▸ **Objective**
Count the lines in the records that contain the string "tail", matching case exactly, and reply with the number alone.

-- begin Data entries --

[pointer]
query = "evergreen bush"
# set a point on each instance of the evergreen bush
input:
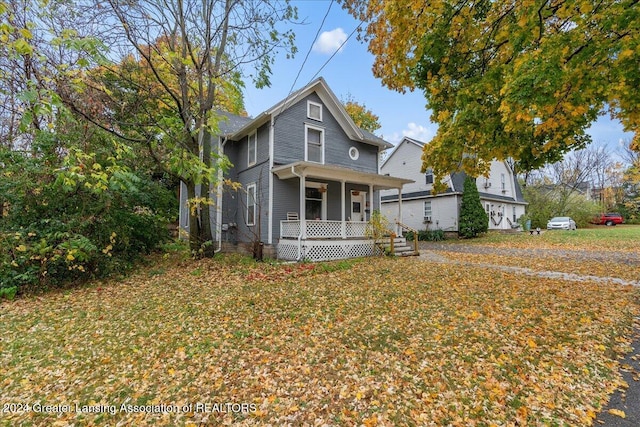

-- end Data entries --
-- begin Data entries --

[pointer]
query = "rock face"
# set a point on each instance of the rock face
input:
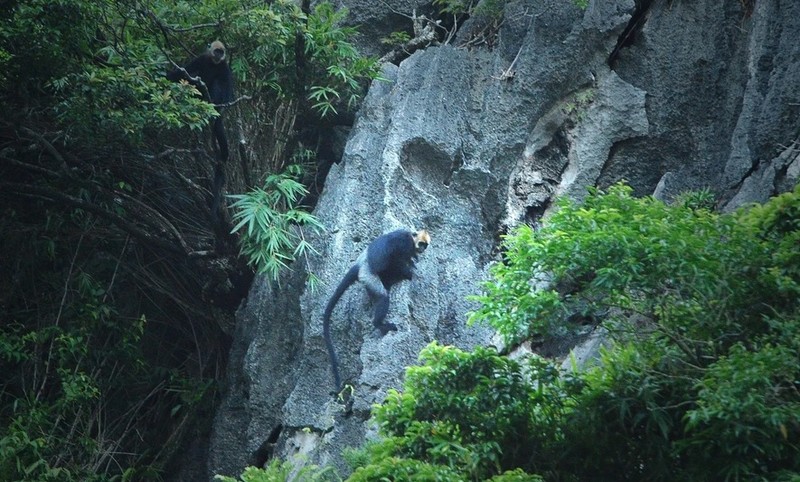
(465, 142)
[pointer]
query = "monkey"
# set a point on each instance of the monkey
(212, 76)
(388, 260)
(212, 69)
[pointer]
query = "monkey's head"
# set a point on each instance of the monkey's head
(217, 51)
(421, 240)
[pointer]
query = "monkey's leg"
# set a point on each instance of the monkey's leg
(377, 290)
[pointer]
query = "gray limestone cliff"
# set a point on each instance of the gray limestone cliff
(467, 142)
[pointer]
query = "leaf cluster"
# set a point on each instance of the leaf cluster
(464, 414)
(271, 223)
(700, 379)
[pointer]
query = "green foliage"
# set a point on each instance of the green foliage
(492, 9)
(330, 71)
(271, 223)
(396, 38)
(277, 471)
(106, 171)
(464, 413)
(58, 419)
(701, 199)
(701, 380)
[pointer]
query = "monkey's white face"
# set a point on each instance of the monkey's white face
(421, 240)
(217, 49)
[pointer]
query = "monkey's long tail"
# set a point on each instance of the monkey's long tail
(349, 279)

-- end Data entries --

▸ **Full solution**
2